**WORK TO COMPLETE**
Write down each entry again, exactly as it reads.
((
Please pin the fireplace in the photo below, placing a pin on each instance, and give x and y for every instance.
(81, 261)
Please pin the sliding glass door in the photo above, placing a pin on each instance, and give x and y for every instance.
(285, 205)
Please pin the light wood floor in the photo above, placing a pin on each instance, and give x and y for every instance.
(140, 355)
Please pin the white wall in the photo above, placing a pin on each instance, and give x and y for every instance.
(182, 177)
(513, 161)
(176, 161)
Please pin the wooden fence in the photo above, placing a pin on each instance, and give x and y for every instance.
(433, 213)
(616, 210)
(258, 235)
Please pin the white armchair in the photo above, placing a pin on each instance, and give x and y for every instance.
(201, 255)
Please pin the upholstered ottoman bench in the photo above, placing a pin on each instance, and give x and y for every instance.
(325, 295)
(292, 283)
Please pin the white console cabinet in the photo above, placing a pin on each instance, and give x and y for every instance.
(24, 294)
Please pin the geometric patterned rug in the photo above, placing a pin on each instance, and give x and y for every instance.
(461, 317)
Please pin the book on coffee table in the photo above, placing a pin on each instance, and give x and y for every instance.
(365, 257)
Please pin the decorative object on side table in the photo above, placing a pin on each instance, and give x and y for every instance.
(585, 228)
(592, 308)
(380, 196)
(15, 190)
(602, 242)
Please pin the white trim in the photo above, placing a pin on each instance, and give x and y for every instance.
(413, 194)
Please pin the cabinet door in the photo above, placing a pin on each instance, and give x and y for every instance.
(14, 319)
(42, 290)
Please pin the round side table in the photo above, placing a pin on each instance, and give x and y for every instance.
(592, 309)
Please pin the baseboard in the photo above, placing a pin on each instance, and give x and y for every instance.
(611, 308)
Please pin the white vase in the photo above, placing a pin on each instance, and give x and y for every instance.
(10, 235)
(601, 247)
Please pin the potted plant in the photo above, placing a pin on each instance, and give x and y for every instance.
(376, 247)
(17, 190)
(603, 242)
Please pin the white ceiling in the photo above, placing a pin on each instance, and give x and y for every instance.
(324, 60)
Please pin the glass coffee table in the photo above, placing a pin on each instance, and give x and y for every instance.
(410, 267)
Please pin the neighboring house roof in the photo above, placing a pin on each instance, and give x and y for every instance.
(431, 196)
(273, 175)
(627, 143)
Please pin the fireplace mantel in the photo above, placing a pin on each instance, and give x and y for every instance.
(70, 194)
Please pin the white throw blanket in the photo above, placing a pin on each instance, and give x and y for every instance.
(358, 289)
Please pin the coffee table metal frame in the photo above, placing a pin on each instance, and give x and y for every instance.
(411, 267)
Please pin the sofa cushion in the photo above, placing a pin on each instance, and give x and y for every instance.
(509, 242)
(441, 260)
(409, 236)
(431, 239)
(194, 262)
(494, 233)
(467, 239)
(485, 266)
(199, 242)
))
**SOLVED PROBLEM**
Please pin the fireplace in the photo below, placing a pin on each instance, and give x and y for every instance.
(81, 261)
Please pin the sliding glass door in the photo above, placing a pin on each instance, and give x and y for every instance.
(285, 205)
Please pin the light wood floor in the photo above, placing a pin on each instance, and give x and y for every instance.
(140, 355)
Please pin the white wall in the photo above, placing a pin on each instance, and give x and y for every instance.
(182, 177)
(513, 161)
(176, 161)
Please pin the wooden fence in the photo above, placing a pin on each instance, and give x and y for every instance.
(433, 213)
(616, 210)
(258, 235)
Please pin the white armchair in the photo above, placing a pin on each instance, and give x and y for every instance.
(201, 255)
Please pin the upholstered ottoman bench in the photo above, placing a pin on each instance, and give x and y for every instance.
(325, 295)
(292, 283)
Please pin the white console cabinet in the photo above, placing a pin on each instance, and give x and y for every instance.
(24, 294)
Please pin the geometric patterned rug in the photo above, placing a pin on each instance, and give x and y for every instance.
(461, 317)
Please pin the book on coffee table in the photo above, placing a pin on each instance, and give x and y for every instance.
(365, 257)
Please pin the decorative object on side table in the photo above, placing a pin on each instance, and give x and y for every instance.
(585, 228)
(592, 308)
(380, 196)
(15, 190)
(602, 242)
Please pin the white trim in the photo above, placing a pin on each instance, and give x and y for every instance.
(413, 194)
Please pin the cabinet door in the photo above, placing a pin on each instance, and give x and y for every instance.
(14, 319)
(42, 290)
Please pin the round side table in the photo above, placing a pin on each instance, and give x and y for every instance.
(592, 309)
Please pin the baseboard in the photo above, placing a pin on each instance, and give x and y for every instance.
(611, 308)
Please pin the white vase in the photo above, placing a pin on each instance, and give x and y for every instance.
(10, 235)
(601, 247)
Please pin the potted plant in the photo above, placing a pin on each instance, and give x and y for every instance.
(376, 247)
(17, 190)
(603, 242)
Please pin the white ceiling in the photo above, placing a pin on each instance, and give x and y for every instance.
(324, 60)
Please pin the glass coffee table in the photo above, placing a pin on each instance, and give x and y for every instance.
(410, 267)
Please pin the neighboring house roof in the photo above, placing a pin on each instance, and give x and y for every instance.
(431, 196)
(273, 175)
(627, 143)
Please pin the fireplace mantel in the photo above, placing a pin on each instance, and give x and y for every instance.
(70, 194)
Please pin the white throw blanket in the photo above, placing a pin on each instance, and give x and y for every instance.
(358, 289)
Please pin the coffee table metal frame in the photo above, placing a pin on each instance, and give x and y for every instance.
(411, 267)
Please pin the sofa cushion in the photo above, placing a pin on each instance, and give x and y for every instance.
(509, 242)
(441, 260)
(409, 236)
(431, 239)
(194, 262)
(494, 233)
(467, 239)
(485, 266)
(199, 242)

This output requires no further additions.